## Text segment
-=-=-

By late 2007, Laura Kelly, a managing director at national IT consulting-and-staffing firm Genesis10, was done as a road warrior.
The Iowa native, on her second national consulting firm, opened a Des Moines office for New York-based Genesis10, followed by a move in 2003 to open a Twin Cities office. Then it was off to Charlotte, N.C., to build a Genesis office.
Kelly and a Genesis colleague, Chandler Cayot, were temporarily living in Charlotte, as they built a Genesis practice to serve banks and health care firms. Despite a salary-bonus package of $250,000-plus, Kelly felt empty.
"I didn't like my life," Kelly recalled telling Cayot. "We were the entrepreneurs who built businesses and teams. Genesis 10 had stopped being a small company. And they needed managers."
Kelly, who had left a larger firm, Cap Gemini, to join Genesis10 several years earlier, added: "I was tired of being on an airplane all the time and walking into a company office where I didn't know anybody."

-=-=-

Records drawn from a dataset
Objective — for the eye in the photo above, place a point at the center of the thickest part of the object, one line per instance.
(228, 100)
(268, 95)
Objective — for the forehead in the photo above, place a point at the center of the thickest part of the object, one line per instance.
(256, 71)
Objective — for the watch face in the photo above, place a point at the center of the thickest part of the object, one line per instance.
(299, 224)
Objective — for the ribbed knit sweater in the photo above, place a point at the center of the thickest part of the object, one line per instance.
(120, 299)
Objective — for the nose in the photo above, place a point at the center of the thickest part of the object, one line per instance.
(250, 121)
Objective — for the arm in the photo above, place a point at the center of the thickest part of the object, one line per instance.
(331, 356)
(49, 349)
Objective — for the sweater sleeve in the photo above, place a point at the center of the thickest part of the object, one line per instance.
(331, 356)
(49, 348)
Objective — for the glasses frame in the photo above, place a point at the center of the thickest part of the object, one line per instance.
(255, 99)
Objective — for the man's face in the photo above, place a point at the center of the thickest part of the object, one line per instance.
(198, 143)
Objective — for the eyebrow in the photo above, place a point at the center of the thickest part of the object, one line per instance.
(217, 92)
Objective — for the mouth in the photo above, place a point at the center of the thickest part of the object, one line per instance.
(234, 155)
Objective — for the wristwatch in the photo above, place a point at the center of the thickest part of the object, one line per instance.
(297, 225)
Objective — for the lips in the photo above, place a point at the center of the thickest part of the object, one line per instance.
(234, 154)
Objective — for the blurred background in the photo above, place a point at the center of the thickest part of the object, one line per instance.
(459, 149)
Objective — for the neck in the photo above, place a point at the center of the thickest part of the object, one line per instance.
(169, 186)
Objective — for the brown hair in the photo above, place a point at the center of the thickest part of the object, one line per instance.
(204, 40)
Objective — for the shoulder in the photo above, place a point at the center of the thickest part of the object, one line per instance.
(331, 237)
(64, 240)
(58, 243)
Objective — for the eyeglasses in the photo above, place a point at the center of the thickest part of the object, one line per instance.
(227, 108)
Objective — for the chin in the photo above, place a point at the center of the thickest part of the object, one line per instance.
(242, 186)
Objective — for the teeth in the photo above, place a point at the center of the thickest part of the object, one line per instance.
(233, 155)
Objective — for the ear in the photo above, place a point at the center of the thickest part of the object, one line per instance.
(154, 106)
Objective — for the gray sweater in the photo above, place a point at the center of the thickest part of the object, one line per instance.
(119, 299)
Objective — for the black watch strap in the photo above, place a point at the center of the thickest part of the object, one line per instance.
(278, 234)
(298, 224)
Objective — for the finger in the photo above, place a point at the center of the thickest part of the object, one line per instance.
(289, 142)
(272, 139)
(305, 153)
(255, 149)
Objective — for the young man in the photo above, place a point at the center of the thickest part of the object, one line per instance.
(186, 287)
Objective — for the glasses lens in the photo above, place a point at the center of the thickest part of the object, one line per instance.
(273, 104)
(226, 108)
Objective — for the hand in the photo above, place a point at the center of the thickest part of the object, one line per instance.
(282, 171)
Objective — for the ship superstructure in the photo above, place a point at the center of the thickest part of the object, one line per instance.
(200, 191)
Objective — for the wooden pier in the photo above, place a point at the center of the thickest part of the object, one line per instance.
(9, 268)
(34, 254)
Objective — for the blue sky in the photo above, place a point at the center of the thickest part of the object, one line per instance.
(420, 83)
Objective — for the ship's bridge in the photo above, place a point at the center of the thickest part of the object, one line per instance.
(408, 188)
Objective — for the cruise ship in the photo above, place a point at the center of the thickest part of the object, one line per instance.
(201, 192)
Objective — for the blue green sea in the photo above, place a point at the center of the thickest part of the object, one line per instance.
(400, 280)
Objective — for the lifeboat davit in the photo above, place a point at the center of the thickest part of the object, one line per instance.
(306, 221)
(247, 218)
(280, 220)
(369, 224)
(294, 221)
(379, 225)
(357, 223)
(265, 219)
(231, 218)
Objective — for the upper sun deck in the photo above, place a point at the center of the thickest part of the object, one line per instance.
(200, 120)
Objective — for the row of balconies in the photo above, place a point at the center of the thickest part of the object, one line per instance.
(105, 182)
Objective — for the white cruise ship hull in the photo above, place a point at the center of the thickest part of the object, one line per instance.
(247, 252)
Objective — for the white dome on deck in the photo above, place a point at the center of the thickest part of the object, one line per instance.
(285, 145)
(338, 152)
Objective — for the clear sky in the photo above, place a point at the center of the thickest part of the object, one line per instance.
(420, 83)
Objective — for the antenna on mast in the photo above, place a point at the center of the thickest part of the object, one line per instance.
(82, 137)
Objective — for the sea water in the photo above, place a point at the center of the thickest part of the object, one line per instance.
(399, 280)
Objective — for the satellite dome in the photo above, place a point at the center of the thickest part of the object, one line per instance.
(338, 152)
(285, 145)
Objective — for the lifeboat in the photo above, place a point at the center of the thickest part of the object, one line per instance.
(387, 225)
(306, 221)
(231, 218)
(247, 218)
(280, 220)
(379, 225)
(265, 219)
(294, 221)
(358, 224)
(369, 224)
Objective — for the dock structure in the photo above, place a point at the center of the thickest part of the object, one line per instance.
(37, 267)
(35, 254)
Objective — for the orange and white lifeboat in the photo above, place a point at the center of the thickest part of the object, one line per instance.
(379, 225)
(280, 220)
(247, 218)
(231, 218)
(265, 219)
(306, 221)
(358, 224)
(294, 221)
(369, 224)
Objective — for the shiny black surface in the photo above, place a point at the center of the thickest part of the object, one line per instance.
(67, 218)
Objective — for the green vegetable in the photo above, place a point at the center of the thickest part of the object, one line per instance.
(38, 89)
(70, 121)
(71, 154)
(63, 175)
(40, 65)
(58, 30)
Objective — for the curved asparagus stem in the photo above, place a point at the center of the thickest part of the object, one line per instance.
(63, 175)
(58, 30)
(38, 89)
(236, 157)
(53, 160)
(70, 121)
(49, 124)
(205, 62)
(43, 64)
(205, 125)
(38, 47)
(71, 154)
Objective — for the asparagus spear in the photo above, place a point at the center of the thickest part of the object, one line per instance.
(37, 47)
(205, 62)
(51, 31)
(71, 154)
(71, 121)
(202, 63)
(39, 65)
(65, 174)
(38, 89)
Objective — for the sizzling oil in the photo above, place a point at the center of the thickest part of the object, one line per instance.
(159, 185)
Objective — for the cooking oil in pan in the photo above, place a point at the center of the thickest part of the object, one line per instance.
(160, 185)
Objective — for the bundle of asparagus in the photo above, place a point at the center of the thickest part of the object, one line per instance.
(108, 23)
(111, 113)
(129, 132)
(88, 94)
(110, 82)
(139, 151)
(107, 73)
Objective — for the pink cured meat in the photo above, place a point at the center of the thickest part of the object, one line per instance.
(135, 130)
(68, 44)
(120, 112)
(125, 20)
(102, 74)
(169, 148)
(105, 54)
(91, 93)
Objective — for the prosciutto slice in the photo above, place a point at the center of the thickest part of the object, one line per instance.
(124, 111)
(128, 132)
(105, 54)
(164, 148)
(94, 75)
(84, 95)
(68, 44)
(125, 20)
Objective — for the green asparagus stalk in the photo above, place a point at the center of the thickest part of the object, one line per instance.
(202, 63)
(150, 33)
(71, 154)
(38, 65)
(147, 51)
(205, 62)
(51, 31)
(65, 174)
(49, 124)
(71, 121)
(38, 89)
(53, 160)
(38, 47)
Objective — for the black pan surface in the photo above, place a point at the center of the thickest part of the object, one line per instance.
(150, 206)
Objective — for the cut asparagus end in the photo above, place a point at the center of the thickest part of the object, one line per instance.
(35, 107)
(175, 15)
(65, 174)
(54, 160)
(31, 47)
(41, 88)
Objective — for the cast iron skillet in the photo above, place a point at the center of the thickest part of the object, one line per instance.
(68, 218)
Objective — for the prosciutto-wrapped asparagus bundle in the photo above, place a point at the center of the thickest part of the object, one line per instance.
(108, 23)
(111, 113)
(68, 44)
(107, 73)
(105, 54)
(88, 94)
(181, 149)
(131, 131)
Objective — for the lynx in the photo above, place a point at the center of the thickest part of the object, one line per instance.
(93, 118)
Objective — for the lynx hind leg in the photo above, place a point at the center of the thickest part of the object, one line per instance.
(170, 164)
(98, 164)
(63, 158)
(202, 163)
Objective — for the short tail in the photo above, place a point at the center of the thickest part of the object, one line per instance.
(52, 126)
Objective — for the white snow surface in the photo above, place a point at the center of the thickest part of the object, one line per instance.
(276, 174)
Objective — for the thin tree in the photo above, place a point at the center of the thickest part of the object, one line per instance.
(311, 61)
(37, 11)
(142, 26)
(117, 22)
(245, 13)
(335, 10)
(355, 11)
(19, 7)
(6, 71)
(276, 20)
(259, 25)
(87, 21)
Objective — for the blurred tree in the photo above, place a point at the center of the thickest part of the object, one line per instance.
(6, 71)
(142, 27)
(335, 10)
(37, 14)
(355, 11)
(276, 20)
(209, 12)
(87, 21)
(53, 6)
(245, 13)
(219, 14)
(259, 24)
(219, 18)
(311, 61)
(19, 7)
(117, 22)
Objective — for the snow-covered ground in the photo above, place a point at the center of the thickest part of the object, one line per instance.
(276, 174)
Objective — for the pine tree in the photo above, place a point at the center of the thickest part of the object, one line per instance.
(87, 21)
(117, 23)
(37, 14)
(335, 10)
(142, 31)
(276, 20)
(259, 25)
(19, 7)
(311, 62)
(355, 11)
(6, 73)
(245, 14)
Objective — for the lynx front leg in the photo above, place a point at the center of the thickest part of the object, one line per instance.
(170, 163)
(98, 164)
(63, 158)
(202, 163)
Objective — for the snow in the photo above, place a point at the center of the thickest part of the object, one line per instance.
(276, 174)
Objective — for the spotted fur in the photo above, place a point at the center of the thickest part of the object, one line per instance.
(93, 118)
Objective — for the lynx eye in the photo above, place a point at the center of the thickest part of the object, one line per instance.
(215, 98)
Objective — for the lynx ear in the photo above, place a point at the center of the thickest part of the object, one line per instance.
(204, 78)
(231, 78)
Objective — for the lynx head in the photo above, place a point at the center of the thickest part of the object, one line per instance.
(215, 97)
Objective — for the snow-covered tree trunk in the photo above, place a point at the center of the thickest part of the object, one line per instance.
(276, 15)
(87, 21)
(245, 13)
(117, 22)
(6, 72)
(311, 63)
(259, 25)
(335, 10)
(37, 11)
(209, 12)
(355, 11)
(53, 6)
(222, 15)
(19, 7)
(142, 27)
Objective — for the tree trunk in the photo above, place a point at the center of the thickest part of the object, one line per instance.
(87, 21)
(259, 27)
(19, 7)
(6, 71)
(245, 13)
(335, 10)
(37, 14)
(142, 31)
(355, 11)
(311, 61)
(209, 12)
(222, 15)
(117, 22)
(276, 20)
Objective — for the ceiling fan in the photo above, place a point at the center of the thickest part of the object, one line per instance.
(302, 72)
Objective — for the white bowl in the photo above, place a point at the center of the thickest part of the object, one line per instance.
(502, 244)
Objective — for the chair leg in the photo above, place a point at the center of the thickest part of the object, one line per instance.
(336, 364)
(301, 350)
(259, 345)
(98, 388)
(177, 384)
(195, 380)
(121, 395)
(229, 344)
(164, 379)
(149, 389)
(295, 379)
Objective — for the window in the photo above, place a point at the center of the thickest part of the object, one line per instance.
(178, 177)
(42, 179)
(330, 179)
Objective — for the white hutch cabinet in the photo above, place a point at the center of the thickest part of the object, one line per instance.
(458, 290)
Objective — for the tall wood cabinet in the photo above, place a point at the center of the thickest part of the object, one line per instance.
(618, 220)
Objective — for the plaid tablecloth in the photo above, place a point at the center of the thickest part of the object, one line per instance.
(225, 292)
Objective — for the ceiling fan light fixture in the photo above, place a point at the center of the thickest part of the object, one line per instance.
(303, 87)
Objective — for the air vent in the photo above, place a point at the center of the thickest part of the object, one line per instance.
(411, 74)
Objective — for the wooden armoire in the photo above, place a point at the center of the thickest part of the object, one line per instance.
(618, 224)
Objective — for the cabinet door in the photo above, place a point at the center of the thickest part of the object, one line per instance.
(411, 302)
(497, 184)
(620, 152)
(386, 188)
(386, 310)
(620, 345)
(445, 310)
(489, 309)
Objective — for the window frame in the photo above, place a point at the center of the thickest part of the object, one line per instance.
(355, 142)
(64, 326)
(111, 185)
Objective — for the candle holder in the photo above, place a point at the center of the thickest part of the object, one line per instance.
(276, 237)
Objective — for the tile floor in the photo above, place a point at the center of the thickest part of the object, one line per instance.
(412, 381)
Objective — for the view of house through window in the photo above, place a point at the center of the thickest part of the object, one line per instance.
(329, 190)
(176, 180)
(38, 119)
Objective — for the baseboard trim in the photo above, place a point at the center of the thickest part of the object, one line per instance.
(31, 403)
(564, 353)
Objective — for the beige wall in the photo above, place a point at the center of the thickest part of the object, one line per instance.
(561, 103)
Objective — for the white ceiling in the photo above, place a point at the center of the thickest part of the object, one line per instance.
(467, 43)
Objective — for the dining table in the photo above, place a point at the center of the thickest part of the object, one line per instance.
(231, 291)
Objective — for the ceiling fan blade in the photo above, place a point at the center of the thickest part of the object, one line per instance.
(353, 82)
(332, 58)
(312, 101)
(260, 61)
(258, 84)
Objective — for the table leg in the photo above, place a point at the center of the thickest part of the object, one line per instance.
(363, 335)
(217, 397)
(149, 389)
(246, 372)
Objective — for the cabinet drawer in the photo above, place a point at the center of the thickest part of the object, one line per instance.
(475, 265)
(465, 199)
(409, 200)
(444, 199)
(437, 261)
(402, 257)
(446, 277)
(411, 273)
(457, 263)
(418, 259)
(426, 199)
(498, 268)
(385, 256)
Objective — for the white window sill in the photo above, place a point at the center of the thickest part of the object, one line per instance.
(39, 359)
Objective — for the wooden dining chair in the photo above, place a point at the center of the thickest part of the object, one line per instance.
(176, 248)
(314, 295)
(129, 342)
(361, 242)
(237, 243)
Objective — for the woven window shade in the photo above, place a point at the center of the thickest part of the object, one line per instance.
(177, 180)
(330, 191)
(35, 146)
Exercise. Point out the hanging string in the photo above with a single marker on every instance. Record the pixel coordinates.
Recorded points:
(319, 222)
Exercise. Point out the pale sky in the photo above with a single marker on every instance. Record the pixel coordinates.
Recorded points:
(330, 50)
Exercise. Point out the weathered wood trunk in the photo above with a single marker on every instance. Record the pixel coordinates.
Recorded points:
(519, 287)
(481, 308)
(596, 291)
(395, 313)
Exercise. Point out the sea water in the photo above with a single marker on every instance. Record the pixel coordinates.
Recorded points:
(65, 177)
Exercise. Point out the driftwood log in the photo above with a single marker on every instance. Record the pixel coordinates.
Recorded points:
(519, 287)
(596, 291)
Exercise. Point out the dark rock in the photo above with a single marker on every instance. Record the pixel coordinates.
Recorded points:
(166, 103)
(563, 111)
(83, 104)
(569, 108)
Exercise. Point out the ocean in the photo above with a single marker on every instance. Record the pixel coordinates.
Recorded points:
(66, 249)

-=-=-

## Exercise
Turn the paragraph in the article about Laura Kelly that begins "The Iowa native" into a short list that keeps its main facts.

## Output below
- Kelly, an Iowa native, was working at her second national consulting firm.
- She opened a Des Moines office for Genesis10, which is based in New York.
- In 2003 she moved to open a Twin Cities office.
- She then went to Charlotte, N.C., to build a Genesis office.